> [EXERCISE BRIEF]: In the entries below, find each line with the word "please" and pull it out.

> [DATA SUPPLIED]:

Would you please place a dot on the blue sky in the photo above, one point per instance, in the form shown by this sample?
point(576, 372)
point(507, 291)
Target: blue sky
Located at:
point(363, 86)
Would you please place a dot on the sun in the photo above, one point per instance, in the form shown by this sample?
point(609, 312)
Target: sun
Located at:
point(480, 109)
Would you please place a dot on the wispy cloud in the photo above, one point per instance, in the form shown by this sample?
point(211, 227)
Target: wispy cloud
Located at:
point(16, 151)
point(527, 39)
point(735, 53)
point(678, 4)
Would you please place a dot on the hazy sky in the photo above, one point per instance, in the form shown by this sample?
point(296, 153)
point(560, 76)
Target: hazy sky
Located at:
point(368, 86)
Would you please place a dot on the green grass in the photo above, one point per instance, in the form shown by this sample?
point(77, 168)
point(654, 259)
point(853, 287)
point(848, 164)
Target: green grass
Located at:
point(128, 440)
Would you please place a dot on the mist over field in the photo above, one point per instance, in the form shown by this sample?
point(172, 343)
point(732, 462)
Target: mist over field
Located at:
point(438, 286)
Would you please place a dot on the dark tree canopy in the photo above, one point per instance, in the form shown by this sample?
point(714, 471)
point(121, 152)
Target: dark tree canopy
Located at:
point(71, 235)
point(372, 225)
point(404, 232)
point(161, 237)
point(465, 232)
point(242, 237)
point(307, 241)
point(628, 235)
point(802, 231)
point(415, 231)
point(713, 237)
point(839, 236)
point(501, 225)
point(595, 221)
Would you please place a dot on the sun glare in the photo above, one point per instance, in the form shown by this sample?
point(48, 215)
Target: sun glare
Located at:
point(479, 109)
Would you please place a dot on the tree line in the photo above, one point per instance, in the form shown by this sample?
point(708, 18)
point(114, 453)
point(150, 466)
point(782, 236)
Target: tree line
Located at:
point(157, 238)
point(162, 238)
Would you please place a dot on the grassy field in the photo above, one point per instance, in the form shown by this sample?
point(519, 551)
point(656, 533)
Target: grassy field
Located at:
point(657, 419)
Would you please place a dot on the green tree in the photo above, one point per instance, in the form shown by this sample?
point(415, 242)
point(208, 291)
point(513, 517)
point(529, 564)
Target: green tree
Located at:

> [SOLUTION]:
Would you please place a dot on the blue sky in the photo above, one point per instance, in the form shown by this sample?
Would you please place a dot on the sun in the photo above, one point per instance, in the form shown by this sample?
Would you please place a dot on the wispy cloud in the photo above, one point per instance, in the form shown by this sample?
Would you please place a dot on the hazy sky in the photo above, one point per instance, in the form shown by this sample?
Would you please place a dot on the green grass in the photo above, one point per instance, in the form shown by this sample?
Would you please place a dot on the mist over field in the photo above, one point per instance, in the form shown by this sample?
Would you please place a dot on the dark tree canopy in the photo above, one point per instance, in the form shown by this sample?
Would you please place a dot on the sun glare in the photo above, one point per instance, in the form shown by this sample?
Would you please place a dot on the tree line in the photo above, one point per instance, in the form shown by this sample?
Would you please place a dot on the grassy field in the photo above, one point per instance, in the form shown by this sample?
Would you please place a dot on the green tree in the photo above, one point per instance, in the form shown by this sample?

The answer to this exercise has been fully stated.